### Records for this exercise ###

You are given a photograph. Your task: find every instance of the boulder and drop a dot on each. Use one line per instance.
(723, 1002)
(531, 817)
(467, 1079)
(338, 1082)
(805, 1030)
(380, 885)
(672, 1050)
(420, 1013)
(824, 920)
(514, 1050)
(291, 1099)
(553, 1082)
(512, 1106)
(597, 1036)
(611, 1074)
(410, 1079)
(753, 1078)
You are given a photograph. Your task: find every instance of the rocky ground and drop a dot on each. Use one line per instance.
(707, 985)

###
### Records for this exercise ###

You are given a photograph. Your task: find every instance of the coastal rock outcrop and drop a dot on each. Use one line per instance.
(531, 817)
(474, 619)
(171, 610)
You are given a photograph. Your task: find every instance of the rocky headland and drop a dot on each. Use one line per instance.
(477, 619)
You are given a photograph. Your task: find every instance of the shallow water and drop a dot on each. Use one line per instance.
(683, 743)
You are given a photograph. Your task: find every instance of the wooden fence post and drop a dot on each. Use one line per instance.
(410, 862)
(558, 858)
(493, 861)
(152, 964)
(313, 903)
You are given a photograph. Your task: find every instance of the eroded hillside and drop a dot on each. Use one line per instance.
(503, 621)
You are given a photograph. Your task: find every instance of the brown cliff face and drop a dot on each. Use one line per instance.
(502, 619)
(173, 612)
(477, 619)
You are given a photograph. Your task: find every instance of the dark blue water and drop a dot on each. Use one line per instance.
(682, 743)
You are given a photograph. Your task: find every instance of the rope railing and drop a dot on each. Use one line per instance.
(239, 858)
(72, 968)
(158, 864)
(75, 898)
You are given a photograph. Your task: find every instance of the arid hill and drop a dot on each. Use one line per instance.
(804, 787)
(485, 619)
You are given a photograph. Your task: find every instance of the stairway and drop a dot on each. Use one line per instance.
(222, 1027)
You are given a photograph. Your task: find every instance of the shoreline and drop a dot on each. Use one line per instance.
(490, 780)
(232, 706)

###

What you are asked to do
Please gather every line of the entries above that contains the word "water" and copy each one. Case counts.

Answer to the exercise
You are given a photograph. Your task: find every instance of the shallow water and drop a dot on each. Use one line per instance.
You are given a photograph. Your task: find every instance of the dark blue water and drop a dot on each. Use one line per instance.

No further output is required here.